> Okuma Metni
%%

Muhtemelen yıllar önce size anlatmışımdır. Anlatıp anlatmadığımı
ben dahi hatırlamadığıma göre tekrarında bir sakınca yoktur. Zira
şu içinde yaşadığımız dönemde, aramızda kim bilir ne testici
babalar vardır da dedikodunun mihmandarlığında, bizim gözümüz
onları görmez oluyor.
Bilindiği gibi kahvehaneler Osmanlı topraklarında 16. yüzyılda
açılmaya başlanıyor... Lakin kahveye gidenler, kahve içenler
konusunda halkın kafası karışık.
Testici Nuri Baba diğer esnafların ayıplamasına pek aldırmadan hem
taze dibek kahvesini içer hem de çınarın serinliğinde kahvesini
yudumlar.

%%

[Bir veri kümesinden satırlar]
%%

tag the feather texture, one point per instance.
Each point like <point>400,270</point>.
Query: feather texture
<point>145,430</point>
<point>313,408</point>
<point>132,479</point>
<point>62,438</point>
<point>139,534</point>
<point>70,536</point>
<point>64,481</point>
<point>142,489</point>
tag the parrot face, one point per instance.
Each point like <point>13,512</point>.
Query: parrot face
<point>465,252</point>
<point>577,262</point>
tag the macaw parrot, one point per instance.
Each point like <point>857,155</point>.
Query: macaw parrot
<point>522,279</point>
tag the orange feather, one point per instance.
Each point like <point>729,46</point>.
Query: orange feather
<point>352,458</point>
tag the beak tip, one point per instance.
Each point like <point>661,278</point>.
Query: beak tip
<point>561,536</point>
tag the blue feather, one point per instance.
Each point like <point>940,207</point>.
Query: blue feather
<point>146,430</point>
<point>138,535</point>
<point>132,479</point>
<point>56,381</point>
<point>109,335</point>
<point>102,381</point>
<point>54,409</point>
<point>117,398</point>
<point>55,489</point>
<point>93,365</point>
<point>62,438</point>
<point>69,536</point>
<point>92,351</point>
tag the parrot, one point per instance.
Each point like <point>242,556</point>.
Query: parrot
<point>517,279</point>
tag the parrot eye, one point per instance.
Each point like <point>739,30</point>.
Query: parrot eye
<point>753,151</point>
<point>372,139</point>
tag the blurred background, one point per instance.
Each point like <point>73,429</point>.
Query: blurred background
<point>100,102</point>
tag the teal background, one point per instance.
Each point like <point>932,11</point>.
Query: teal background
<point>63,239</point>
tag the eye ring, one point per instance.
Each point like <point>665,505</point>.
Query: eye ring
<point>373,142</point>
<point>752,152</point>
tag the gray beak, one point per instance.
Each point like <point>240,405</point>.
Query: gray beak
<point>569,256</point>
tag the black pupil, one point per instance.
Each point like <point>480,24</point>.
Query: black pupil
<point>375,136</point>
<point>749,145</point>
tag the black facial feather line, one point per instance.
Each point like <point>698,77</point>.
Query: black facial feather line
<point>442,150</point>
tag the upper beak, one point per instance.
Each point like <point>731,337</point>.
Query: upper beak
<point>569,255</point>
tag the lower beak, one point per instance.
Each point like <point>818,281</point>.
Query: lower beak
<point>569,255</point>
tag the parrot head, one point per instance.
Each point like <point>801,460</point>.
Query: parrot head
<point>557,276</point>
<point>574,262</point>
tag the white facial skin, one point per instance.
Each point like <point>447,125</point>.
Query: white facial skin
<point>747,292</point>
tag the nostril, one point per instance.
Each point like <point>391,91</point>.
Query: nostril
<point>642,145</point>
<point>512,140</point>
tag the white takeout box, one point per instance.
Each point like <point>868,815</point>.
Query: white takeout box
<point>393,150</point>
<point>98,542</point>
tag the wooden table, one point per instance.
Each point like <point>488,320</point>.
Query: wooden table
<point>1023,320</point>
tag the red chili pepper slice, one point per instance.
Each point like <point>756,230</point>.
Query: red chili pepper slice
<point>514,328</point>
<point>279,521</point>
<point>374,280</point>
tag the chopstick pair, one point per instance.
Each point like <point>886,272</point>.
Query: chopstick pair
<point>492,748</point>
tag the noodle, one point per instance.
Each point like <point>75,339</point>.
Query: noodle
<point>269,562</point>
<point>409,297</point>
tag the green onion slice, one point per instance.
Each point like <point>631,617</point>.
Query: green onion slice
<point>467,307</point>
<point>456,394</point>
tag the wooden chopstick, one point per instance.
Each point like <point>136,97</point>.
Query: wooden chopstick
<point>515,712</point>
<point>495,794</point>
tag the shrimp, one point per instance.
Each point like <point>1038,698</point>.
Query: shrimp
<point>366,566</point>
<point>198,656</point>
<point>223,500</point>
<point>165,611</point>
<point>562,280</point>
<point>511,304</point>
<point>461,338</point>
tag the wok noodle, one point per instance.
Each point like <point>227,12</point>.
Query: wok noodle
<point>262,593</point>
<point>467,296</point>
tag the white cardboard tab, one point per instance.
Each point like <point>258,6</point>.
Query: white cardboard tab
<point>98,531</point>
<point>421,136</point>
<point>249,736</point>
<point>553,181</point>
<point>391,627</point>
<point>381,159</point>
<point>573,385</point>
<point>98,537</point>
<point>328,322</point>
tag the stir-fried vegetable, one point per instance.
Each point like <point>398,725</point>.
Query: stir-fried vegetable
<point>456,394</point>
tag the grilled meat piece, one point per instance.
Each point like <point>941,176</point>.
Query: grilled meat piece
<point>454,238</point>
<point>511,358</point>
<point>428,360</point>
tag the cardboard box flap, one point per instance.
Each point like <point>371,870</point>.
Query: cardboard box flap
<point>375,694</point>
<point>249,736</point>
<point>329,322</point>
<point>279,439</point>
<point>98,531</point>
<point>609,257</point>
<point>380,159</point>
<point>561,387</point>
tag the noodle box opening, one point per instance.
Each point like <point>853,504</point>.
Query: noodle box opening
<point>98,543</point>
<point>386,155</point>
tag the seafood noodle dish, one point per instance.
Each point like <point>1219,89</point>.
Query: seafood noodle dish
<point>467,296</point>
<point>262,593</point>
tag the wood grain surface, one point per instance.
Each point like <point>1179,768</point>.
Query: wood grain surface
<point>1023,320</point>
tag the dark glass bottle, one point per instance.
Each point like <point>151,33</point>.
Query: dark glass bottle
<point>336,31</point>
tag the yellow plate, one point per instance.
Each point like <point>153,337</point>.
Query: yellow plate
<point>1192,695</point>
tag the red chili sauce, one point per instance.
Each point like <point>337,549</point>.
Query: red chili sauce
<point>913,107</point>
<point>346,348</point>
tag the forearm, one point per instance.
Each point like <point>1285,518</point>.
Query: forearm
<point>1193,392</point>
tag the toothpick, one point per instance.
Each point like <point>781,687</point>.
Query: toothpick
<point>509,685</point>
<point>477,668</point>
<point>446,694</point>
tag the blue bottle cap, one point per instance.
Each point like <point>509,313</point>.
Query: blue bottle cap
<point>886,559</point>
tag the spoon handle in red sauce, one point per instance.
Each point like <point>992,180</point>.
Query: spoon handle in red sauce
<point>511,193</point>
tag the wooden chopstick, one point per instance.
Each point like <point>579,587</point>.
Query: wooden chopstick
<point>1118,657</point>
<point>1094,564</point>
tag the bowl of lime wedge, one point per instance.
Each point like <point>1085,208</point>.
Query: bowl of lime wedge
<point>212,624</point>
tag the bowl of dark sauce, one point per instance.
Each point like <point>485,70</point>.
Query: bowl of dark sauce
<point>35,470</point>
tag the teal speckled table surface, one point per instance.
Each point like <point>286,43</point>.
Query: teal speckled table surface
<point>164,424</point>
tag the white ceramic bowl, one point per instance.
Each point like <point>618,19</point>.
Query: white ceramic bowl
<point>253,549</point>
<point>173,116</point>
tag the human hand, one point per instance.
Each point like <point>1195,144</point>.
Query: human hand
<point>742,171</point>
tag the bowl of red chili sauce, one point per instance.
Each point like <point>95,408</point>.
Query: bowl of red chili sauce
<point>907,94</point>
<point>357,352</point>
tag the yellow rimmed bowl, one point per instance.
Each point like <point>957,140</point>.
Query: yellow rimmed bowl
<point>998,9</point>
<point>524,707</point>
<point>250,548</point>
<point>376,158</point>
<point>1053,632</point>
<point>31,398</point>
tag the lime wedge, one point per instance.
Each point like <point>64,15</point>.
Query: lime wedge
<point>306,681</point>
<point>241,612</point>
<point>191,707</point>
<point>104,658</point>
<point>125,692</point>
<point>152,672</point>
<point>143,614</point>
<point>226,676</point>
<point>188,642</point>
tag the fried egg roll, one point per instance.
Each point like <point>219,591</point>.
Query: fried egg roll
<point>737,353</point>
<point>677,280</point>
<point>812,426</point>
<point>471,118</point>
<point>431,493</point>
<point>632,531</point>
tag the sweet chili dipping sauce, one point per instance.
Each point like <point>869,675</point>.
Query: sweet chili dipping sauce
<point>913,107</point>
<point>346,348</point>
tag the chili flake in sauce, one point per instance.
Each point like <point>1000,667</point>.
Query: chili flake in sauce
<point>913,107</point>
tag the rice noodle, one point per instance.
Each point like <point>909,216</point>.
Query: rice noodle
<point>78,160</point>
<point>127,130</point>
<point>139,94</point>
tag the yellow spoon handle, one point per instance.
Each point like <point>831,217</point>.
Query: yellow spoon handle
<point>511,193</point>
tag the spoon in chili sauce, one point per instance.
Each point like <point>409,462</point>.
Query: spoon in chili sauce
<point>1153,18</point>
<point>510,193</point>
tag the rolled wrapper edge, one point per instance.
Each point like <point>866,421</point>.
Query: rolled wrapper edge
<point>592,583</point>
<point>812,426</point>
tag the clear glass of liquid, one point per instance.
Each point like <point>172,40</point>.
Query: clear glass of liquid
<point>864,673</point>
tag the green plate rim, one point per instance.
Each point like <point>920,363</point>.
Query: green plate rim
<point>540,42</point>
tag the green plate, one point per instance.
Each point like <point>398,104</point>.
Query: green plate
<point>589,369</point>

%%

> Görevler
A - Kahvehaneler yazısındaki "Bilindiği gibi kahvehaneler" sözlerinden "halkın kafası karışık." sözlerine kadar olan bölümü, bu son sözler de dahil olmak üzere, olduğu gibi yeniden yazın.
B - Kahvehaneler yazısının devamını, metindeki son cümlenin ardından başlayarak yazın.

> Görevlere Göre Cevaplar
A -
Bilindiği gibi kahvehaneler Osmanlı topraklarında 16. yüzyılda
açılmaya başlanıyor... Lakin kahveye gidenler, kahve içenler
konusunda halkın kafası karışık.

B -
Bir gün dükkanı kapatıp Cuma'ya yetişecek iken bir çocuğun çeşme
başında ağladığını görür. Çocuk testisini kırmış, analığından
korkusuna evine gidemediği için gözyaşı dökmektedir. Çocuğu
dükkanına götürür hadi bunların arasından kendi testini seç der.
Çocuk o benziyordu, yok yok bu benziyordu derken Cuma'nın vakti
geçer. Öğlen namazını dükkanında eda eden Testici Nuri Efendi her
zamanki saatinde kahvesini içmek için çınarın altına oturur.
Cuma'ya gelmeyip de kahve keyfi yapmaya gelen Nuri Efendi'ye komşu
esnaflar bir güzel buğz eder. Koca adam Cuma'ya gelmiyor da
keyfinde sefasında, tövbe tövbe diye söylenip selamı sabahı
keserler.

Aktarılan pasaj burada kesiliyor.